_WRITTEN INSTRUCTION_
Quote all of the data that follows exactly as written, skipping the images.
═════ MATERIALS PROVIDED ═════
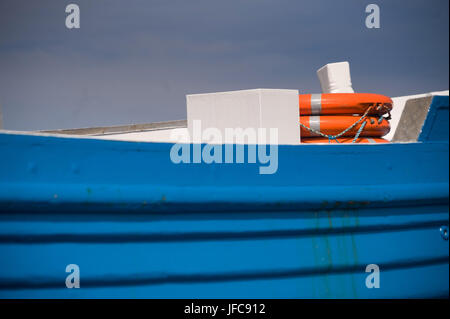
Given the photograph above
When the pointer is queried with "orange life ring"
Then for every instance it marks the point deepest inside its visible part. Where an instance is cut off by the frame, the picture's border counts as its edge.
(344, 103)
(360, 140)
(333, 125)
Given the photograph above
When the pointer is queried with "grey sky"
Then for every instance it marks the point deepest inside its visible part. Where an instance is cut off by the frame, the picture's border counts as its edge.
(133, 61)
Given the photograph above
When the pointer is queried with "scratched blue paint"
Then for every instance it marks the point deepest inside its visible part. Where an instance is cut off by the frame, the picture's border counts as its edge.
(140, 226)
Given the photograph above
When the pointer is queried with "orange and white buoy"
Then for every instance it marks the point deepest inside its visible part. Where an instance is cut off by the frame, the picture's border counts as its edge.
(333, 125)
(344, 140)
(344, 103)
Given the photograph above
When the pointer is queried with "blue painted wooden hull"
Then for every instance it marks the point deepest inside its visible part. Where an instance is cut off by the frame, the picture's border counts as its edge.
(139, 225)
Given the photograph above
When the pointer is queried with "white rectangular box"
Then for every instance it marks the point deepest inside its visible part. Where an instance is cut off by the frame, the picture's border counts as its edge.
(257, 108)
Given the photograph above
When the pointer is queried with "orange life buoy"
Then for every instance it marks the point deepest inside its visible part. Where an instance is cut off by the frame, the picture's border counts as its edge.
(344, 103)
(361, 140)
(333, 125)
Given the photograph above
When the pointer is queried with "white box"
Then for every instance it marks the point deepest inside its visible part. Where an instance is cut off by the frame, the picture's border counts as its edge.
(335, 78)
(257, 108)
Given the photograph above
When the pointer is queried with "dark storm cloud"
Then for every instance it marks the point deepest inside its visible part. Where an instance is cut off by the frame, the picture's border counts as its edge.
(134, 61)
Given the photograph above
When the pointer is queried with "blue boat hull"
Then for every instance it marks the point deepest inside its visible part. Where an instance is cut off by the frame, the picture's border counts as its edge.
(138, 225)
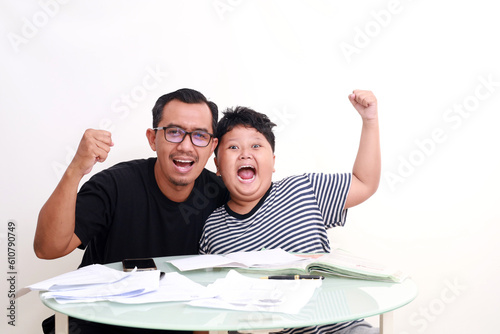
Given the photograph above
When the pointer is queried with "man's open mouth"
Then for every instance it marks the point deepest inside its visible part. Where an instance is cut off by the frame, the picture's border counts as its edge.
(246, 173)
(183, 163)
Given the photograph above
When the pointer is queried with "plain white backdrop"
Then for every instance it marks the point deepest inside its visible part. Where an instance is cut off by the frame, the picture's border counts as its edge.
(71, 65)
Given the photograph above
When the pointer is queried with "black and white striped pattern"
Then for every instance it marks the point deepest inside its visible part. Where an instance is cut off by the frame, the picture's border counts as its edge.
(294, 216)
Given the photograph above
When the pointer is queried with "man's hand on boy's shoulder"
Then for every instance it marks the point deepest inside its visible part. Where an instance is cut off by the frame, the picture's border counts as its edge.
(365, 102)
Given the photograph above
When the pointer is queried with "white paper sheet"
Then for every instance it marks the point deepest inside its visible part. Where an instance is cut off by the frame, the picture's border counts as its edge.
(238, 292)
(258, 259)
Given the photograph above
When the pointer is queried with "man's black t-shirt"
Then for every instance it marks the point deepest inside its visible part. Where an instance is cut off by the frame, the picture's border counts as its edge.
(122, 213)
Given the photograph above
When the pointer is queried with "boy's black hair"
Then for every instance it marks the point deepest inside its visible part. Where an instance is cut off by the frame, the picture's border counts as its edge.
(246, 117)
(185, 95)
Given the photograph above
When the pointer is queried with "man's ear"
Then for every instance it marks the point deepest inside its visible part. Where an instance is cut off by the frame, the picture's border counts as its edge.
(215, 141)
(151, 135)
(217, 166)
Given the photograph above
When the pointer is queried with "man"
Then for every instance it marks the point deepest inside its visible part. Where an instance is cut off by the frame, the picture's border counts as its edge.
(141, 208)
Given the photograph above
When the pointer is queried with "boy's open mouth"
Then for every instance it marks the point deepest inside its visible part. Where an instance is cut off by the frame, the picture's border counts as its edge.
(246, 173)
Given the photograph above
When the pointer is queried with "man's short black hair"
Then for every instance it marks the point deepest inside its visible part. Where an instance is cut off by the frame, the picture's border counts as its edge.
(246, 117)
(185, 95)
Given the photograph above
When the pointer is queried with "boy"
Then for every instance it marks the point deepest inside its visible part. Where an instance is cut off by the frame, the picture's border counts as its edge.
(294, 213)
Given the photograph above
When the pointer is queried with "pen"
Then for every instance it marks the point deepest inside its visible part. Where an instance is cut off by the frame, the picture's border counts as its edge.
(293, 277)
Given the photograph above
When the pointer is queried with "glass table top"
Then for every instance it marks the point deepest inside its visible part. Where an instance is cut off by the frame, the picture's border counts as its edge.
(337, 300)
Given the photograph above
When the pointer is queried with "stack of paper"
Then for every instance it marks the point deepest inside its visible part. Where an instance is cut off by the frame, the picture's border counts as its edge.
(238, 292)
(264, 259)
(97, 282)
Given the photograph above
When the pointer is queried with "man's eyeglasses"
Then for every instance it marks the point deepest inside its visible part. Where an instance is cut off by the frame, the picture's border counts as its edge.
(174, 134)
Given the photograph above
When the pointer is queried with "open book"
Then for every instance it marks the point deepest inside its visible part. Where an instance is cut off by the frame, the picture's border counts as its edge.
(339, 263)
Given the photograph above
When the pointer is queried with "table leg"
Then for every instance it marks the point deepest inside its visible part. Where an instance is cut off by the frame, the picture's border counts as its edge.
(387, 323)
(62, 324)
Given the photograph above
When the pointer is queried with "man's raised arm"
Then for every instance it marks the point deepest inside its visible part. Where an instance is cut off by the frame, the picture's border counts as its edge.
(367, 166)
(55, 232)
═════
_SOLUTION TO THIS TASK_
Given the photograph above
When the pointer is queried with "orange life ring"
Then for every instance it marks the point deepest inside its visible part. Where an instance is cut off by the frame, the picture's border counts as its edge.
(344, 103)
(360, 140)
(333, 125)
Given the photograph above
When the pointer is queried with "grey sky"
Then for every instance it marks the point deepest inside its visible part. Where an instance is cut off by the frame, the picture's border counts as its edge.
(133, 61)
Given the photograph above
When the pointer is queried with "scratched blue paint"
Then for every instance it marks the point deepest inside its visible part. Where an instance is cut off by the frame, the picture's border counts as its edge.
(140, 226)
Given the photograph above
When the pointer is queried with "orange and white buoy"
Then for every instance it marks the point deepest inside its visible part. Where an instance is cut off by the frame, the picture's border counts as its edge.
(333, 125)
(344, 140)
(344, 103)
Given the photograph above
When the pointer is queried with "blue painted wooden hull"
Then for every instance it marks the point deepest inside its visible part. Where an instance is cut off by the frame, the picture's border counts as its edge.
(139, 225)
Given the photograph above
When the pointer is queried with "white rectangular box"
Then for every instance it marks the point deepest inside its visible part. Where an instance is cut off by the frame, the picture's border counts as its edge.
(257, 108)
Given the photograph above
When the pointer is queried with "orange life buoy"
Then for every instance it marks the point deepest inside its visible part. Where an instance is cut off by the frame, the picture's border counts as its edge.
(344, 103)
(361, 140)
(333, 125)
Given the photograph above
When the pointer is queried with "white box"
Then for every instance it marks the point deepest inside its visible part. Where an instance is cut off by the frame, the picture's border counts as its edge.
(335, 78)
(257, 108)
Given the photograph above
When the pointer is queried with "dark storm cloud"
Then for every instance it marks the point deepest inside its visible part. Where an instance is cut off by the frame, the picture's border counts as its edge.
(134, 61)
Given the photograph above
When the pointer is queried with "blue boat hull"
Then for every instance it marks the point deepest inside its visible part. Where an instance is cut off by the frame, the picture's border counts as its edge.
(138, 225)
Given the photograph above
When the pointer is queried with "man's open mouth"
Then for every instance it marks the point deepest inside its visible part. Where an instance is cut off by the frame, the picture's border counts as its edge.
(246, 173)
(183, 163)
Given the photograph above
When the pointer is queried with "plain white backdrop"
Then for every instance it marks the point deepest inside its visible part. Where an instance is cut off by the frame, the picture's border counts as its edge.
(71, 65)
Given the photograph above
When the pointer is queried with "black and white striped pattern"
Then for every instance it marks the point deepest inside its visible part. Where an instance is cut off by the frame, the picture's border counts as its edge.
(294, 216)
Given the photograph above
When the pointer is queried with "man's hand on boy's shoulder"
Then for every instance it marks the point deepest inside its visible part. Where an instance is cut off by the frame, the picture's border counts as its edge.
(365, 102)
Given the photograph above
When the pointer is queried with "white paper sheet"
Then for every instance it marks the point deepest inside its visible part. Where an instance is cut off by the frame, the picture's border counts as its edge.
(238, 292)
(258, 259)
Given the photograph above
When the pointer is queried with "man's black t-shirt"
Then for every instance it marks the point deepest inside its visible part. Where an instance is cut off by the frame, the picture's border counts as its edge.
(122, 213)
Given the photograph above
When the pointer is queried with "boy's black hair"
Then for every instance it marks the point deepest inside its visible part. Where an instance is cut off by the frame, the picture's border counts as its edge.
(246, 117)
(185, 95)
Given the photograph above
When the pointer is queried with "man's ear"
Then for every instance it marks the point deepest inside its visible part. Where an instance is cut off by the frame, the picture's border counts as its edge.
(215, 141)
(151, 135)
(217, 166)
Given the photograph above
When the pointer is queried with "man"
Then for every instance it marks the point deepest inside its visible part. Where an instance is cut off by the frame, the picture's border counts as its edge.
(141, 208)
Given the photograph above
When the pointer is queried with "boy's open mouth"
Then for every instance it marks the point deepest inside its visible part. Where an instance is cut off by the frame, the picture's border counts as its edge.
(246, 173)
Given the photograph above
When the pointer is queried with "man's short black hair"
Then for every instance it marks the point deepest inside its visible part. Where an instance is cut off by the frame, the picture's border counts as its edge.
(246, 117)
(185, 95)
Given the photograph above
When the pointer is queried with "boy"
Then for every instance it marks the point deepest inside its visible part. Where an instance is cut off by the frame, the picture's border counts as its edge.
(294, 213)
Given the photograph above
When the pointer is queried with "pen"
Then for every instance it marks the point deepest inside its visible part. Where an instance is cut off by the frame, the picture's border counts as its edge.
(293, 277)
Given the photograph above
When the pointer is queried with "glass table top"
Then for every instance it marks the point deepest inside its visible part. Where an instance is cut off by the frame, the picture's border counts as its edge.
(337, 300)
Given the photograph above
When the pointer is queried with "stack of paper"
Then for every instance it marks the point deepest inside its visible part. Where an instance is cut off by the frame, the picture's border counts as its edge.
(238, 292)
(264, 259)
(97, 282)
Given the photograph above
When the pointer is queried with "man's eyeglasses"
Then for every instance it marks the point deepest inside its visible part. Where an instance is cut off by the frame, the picture's border counts as its edge.
(174, 134)
Given the photograph above
When the pointer is queried with "open book"
Then for every instance it marks the point deepest inside its visible part. Where an instance is cut off by the frame, the picture's border counts as its edge.
(339, 263)
Given the photograph above
When the pointer is queried with "table leg"
Then for every instance it marks the point deepest inside its visible part. Where an instance is cut off by the frame, the picture's border counts as its edge.
(387, 323)
(62, 324)
Given the photograph above
When the pointer is queried with "man's raised arm"
Then for every instance it marks the point deepest inside its visible part. Where an instance is cut off by the frame, the picture's border counts as its edge.
(367, 166)
(55, 232)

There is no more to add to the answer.